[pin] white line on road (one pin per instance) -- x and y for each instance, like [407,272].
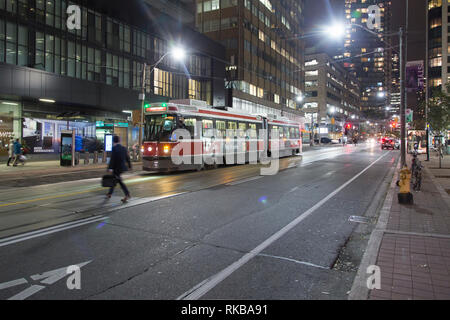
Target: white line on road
[234,183]
[13,283]
[47,231]
[27,292]
[294,261]
[201,289]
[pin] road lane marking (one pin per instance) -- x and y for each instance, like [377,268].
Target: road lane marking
[200,290]
[90,189]
[48,278]
[14,283]
[235,183]
[132,181]
[294,261]
[39,233]
[74,224]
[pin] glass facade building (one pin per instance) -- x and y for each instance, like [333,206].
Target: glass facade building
[89,76]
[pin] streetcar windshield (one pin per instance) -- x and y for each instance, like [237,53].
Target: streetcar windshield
[159,127]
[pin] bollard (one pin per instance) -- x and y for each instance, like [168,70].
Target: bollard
[405,196]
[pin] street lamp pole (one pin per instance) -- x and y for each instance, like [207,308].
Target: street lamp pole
[142,97]
[427,97]
[402,100]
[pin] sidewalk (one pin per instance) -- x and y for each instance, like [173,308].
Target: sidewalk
[414,253]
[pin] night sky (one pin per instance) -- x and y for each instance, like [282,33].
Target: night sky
[321,12]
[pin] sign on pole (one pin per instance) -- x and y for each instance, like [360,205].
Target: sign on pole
[409,116]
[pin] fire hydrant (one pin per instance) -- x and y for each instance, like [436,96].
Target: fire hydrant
[405,196]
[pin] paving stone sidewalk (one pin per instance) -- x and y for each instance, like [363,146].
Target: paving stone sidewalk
[414,255]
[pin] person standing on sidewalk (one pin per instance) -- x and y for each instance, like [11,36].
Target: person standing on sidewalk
[10,152]
[17,152]
[118,165]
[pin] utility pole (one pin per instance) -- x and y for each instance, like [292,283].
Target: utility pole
[142,98]
[402,97]
[427,97]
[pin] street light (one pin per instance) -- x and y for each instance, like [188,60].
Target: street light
....
▶ **What to do**
Set down exactly the lines of the data above, beginning with the line that has "[pin] streetcar windshield" and ending with the line that has "[pin] person standing", and no others.

▶ **Written reply**
[pin] streetcar windshield (one pin per instance) -- x and y for each instance, like [237,53].
Target: streetcar windshield
[159,127]
[pin] bollard (one pin per instance) -- x and y for each instance, like [168,70].
Target: bollard
[405,196]
[pin] street lamp pole (one pin per instance) -- x and y for each instance, like [207,308].
Target: street lamp pole
[142,97]
[427,97]
[402,100]
[pin] sidewalk (one pin per instance) -- x and y for each instance, like [173,308].
Target: sidewalk
[414,253]
[pin] night sky (one pin per instance) -- x and y for each instance, like [282,33].
Target: night sky
[321,12]
[pin] sign on pole (one pin per instance) -- x and y for each instance, like [360,205].
Target: sign on pole
[409,116]
[pin] fire hydrant (one pin per instance) -- x and y for each instance, like [436,96].
Target: fire hydrant
[405,196]
[pin] paving stone sidewalk (one pin per instance) -- x and y for each instance, like [363,146].
Target: paving stone sidewalk
[414,255]
[pin] person standing on sidewalk (one pin per instance) -- x and y for each instance, like [11,36].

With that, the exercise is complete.